(What to do)
Pull out every line below that contains the word "throw".

(Data entries)
····················

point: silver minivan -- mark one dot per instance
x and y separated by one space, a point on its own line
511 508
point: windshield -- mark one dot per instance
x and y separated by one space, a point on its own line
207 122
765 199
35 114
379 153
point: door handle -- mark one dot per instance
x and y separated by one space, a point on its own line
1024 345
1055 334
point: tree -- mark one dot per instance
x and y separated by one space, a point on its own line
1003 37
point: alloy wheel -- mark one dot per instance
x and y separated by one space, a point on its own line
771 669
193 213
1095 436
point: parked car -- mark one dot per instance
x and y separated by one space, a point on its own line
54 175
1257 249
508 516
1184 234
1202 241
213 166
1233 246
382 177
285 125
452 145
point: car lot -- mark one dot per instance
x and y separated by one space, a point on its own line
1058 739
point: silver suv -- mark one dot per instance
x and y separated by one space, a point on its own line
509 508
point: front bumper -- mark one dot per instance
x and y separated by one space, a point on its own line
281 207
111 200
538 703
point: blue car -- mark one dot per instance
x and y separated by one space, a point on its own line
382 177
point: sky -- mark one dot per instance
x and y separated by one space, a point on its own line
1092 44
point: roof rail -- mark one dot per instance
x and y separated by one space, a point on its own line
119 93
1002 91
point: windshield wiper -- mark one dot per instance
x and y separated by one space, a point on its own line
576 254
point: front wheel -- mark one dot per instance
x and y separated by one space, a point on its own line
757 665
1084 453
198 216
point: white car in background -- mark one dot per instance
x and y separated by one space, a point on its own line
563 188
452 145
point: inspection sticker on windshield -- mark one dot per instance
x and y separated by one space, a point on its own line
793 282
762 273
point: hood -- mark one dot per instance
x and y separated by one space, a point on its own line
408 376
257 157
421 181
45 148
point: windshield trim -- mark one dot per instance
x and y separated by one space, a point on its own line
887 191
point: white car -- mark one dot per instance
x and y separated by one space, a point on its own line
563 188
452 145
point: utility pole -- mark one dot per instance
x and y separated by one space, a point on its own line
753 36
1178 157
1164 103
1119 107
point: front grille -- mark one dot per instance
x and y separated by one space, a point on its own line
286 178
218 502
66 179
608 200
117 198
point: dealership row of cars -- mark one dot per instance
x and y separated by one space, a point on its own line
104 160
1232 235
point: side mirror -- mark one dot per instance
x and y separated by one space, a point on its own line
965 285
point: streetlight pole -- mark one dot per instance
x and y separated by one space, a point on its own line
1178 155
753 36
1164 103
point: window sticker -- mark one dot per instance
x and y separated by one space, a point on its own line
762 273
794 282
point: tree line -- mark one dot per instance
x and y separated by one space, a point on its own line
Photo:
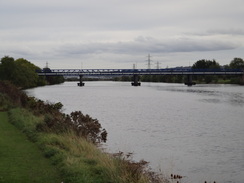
23 73
236 63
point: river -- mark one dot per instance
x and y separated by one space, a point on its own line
197 132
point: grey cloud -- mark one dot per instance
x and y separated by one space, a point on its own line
142 45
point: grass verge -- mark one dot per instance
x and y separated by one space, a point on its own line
77 159
21 160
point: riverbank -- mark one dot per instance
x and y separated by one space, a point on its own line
77 158
21 160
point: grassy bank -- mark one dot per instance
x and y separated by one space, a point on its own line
21 160
77 159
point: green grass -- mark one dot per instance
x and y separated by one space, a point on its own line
20 159
77 159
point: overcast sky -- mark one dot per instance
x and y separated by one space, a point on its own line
120 33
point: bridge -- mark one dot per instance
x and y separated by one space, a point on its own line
189 72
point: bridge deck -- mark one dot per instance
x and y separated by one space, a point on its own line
121 72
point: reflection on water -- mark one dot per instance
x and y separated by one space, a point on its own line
193 131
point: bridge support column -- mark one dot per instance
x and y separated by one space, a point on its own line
189 80
135 81
242 79
81 81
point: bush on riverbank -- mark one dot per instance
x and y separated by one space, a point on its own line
68 141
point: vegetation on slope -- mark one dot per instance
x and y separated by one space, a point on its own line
21 160
22 73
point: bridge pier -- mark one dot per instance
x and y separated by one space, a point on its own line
242 79
135 81
81 81
189 81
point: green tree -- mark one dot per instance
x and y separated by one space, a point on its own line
7 68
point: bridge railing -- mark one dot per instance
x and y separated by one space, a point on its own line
121 72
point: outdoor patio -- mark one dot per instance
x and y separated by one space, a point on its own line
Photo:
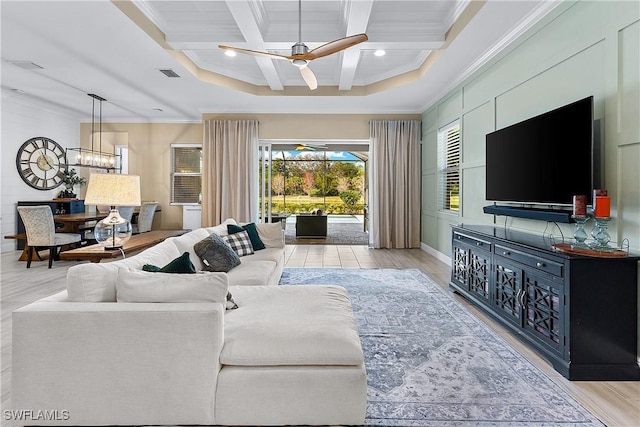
341 230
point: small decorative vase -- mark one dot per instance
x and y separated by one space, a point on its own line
601 236
580 235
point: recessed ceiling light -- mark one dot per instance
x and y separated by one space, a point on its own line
27 65
169 72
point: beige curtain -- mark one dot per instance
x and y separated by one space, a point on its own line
394 204
230 171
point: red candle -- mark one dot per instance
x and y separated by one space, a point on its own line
603 207
580 205
596 193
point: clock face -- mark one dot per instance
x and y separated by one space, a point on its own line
41 163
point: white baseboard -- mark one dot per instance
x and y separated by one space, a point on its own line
442 257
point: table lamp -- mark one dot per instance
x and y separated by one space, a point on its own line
113 190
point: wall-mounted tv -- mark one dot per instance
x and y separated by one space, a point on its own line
543 160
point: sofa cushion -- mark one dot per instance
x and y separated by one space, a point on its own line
291 325
268 254
180 265
252 273
142 286
91 282
186 242
239 242
221 229
216 254
251 230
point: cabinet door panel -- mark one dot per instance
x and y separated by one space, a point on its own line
508 288
459 268
479 271
543 308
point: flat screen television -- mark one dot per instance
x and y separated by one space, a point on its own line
546 159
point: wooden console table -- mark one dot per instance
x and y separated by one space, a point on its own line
137 242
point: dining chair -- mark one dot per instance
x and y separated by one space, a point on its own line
145 217
41 232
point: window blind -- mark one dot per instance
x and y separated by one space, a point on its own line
449 167
186 173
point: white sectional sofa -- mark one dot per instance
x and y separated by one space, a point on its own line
288 355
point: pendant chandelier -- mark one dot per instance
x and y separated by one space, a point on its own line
94 158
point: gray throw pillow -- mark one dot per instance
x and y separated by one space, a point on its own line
215 254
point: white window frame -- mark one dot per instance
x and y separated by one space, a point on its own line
175 174
449 157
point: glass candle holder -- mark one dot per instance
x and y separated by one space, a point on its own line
580 235
601 236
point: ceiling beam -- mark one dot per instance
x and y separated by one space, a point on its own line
250 29
356 17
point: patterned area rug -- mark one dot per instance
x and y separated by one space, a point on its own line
431 363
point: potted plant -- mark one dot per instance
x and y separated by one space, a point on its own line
70 180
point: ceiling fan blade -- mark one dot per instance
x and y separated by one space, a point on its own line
335 46
309 77
254 52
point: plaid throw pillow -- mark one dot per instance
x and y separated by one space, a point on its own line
240 243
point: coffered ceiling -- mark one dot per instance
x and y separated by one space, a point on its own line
55 52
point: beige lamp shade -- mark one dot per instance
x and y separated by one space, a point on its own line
113 190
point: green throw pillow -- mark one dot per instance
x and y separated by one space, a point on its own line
251 229
180 265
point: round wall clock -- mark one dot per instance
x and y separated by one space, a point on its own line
41 163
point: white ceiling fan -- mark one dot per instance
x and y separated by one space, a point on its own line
310 147
301 55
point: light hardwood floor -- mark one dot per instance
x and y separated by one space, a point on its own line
614 403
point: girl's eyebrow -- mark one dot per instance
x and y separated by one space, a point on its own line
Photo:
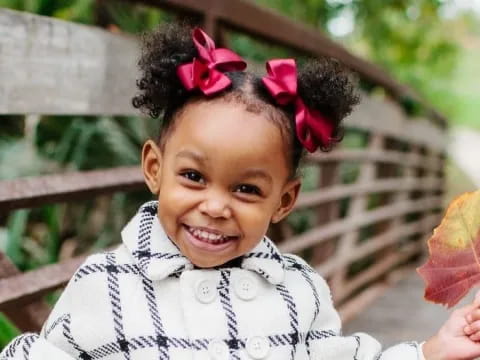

····················

(Output for this task)
point: gray throw pillow -- mark one dot per instance
point: plaid throw pillow -- mark one dot per instance
point: green throw pillow -- mark one dot per instance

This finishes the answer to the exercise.